*PROVIDED DATA*
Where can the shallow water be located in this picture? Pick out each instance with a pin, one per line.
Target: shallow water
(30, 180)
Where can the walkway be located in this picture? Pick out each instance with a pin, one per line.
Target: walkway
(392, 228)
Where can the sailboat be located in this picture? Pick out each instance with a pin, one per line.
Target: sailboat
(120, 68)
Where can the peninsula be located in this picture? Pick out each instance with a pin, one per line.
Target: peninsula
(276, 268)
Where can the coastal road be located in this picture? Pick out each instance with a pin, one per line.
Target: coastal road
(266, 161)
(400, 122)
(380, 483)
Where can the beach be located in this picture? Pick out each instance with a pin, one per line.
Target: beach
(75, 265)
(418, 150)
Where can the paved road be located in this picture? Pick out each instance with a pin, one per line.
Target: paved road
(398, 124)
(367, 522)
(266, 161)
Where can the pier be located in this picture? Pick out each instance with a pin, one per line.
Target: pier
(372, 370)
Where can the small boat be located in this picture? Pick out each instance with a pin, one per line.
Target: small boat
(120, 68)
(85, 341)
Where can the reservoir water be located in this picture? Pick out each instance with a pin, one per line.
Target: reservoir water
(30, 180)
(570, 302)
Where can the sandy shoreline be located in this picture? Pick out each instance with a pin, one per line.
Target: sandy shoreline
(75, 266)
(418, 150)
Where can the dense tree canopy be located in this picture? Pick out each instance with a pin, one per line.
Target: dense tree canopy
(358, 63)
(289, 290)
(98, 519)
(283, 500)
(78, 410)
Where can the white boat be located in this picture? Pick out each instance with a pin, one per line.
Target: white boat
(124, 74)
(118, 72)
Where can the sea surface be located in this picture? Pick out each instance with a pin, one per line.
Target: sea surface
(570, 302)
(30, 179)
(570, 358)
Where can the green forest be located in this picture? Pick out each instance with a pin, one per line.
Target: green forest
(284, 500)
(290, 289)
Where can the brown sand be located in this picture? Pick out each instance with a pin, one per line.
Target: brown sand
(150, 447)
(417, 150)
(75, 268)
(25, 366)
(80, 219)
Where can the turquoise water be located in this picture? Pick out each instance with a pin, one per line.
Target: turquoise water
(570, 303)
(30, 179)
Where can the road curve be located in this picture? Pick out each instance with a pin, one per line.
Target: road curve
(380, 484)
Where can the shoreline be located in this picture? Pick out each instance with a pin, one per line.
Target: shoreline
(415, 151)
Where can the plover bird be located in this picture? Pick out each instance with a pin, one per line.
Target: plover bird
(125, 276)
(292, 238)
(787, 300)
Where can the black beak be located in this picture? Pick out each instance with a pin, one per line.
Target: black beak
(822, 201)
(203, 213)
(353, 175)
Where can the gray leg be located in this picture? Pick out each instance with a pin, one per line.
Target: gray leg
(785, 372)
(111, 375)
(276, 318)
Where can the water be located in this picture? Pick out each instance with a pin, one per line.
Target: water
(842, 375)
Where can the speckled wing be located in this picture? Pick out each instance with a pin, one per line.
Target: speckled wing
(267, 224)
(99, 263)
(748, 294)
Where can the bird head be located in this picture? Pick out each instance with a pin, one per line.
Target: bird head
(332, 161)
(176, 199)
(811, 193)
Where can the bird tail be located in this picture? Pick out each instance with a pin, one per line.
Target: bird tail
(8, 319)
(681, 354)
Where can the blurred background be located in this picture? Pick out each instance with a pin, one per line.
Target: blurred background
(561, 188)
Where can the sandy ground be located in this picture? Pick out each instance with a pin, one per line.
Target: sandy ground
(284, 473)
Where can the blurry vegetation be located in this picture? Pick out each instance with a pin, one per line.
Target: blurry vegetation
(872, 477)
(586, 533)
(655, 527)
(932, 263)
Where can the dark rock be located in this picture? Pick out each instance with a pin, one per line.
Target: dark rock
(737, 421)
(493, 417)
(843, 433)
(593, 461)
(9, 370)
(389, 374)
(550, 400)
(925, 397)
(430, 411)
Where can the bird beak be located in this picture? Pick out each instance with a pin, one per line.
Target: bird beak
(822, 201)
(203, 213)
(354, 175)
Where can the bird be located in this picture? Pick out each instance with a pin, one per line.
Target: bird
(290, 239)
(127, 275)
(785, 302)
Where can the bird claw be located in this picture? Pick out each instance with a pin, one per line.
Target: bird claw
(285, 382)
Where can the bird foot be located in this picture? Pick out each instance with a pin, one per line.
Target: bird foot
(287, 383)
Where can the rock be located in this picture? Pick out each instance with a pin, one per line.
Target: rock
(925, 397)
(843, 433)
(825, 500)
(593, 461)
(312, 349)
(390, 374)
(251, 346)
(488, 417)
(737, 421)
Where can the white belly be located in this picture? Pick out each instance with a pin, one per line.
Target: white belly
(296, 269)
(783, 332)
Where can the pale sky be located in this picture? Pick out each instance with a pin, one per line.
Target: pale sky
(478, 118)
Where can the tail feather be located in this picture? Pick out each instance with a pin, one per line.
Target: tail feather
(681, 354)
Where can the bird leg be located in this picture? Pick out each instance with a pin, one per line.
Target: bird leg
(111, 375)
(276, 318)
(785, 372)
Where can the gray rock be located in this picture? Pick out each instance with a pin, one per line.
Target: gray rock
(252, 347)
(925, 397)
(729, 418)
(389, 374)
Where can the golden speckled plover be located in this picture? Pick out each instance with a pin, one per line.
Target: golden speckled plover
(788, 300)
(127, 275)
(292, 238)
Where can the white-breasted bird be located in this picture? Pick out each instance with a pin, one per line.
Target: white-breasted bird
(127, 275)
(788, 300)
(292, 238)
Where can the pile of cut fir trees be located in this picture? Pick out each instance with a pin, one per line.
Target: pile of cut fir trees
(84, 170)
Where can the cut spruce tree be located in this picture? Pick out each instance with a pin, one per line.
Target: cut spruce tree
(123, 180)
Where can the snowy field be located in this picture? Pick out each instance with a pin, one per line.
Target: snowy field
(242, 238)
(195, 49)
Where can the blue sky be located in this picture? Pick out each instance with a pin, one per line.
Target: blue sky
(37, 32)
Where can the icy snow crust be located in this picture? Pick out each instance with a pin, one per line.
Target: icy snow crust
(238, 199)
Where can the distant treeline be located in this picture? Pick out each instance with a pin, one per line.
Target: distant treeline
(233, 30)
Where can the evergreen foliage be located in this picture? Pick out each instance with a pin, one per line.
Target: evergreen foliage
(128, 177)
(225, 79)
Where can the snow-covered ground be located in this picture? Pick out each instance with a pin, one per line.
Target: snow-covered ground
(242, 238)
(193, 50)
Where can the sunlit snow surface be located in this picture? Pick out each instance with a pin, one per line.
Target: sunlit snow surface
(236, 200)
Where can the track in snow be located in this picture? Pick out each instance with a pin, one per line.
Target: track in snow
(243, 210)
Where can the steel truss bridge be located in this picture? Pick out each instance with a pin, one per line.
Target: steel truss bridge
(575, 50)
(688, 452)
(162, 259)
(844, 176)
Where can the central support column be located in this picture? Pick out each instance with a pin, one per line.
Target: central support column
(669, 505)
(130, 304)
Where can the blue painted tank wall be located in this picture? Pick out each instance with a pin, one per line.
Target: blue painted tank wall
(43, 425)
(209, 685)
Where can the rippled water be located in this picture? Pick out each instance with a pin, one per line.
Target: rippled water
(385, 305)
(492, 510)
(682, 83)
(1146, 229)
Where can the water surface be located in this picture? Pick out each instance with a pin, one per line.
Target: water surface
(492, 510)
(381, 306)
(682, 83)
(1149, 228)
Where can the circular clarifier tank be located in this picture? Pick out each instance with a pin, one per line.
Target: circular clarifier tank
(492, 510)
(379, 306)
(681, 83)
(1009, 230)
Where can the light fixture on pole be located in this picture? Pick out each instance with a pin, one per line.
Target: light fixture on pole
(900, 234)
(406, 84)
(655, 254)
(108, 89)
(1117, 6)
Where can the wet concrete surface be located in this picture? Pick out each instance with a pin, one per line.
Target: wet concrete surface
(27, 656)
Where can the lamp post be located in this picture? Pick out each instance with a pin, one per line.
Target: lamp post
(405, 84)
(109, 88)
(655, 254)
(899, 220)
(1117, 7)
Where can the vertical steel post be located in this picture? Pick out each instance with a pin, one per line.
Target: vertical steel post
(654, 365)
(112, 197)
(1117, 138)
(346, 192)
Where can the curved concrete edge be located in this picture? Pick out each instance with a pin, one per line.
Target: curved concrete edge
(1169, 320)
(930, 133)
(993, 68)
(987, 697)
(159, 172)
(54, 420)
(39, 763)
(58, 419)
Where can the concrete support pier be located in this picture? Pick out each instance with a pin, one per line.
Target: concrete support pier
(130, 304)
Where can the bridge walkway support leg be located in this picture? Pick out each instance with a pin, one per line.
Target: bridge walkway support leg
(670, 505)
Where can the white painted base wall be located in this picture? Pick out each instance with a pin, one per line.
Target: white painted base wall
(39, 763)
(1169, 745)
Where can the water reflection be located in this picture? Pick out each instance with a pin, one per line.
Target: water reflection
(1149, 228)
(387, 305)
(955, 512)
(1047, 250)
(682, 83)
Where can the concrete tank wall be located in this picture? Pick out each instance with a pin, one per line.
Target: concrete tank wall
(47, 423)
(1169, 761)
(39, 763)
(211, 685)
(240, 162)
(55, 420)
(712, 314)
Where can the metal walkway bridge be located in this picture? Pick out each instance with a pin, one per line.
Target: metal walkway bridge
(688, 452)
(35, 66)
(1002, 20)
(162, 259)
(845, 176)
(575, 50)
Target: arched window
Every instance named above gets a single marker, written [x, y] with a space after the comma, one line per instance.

*PROBLEM*
Starting with the line that contains "Where can the water reflection" and going on through the end of the material, rewrite every line, requests included, with each pin coordinate scaled by 2.25 and rounded to a whole number, halves rounding up. Give only those lines.

*THE OUTPUT*
Where can the water reflection be located in this picture? Pick out each instance with a pin, one per line.
Target: water reflection
(2585, 513)
(871, 686)
(2149, 1152)
(2356, 563)
(1535, 187)
Where can the concrete tank wall be located in this picture? Pick out each instance with a pin, one per line.
Target: concrete tank wall
(106, 952)
(2630, 1712)
(88, 1717)
(475, 1541)
(540, 365)
(124, 945)
(1602, 707)
Where can the metal walkway bridge be located in this picture? Pick out each instance with a pin, one per line.
Target: metal walkway bridge
(1548, 1017)
(79, 149)
(2255, 45)
(365, 583)
(1901, 396)
(1294, 113)
Target: arched window
Every instance named above gets a single marker, written [x, y] with a space after the comma, one line per instance.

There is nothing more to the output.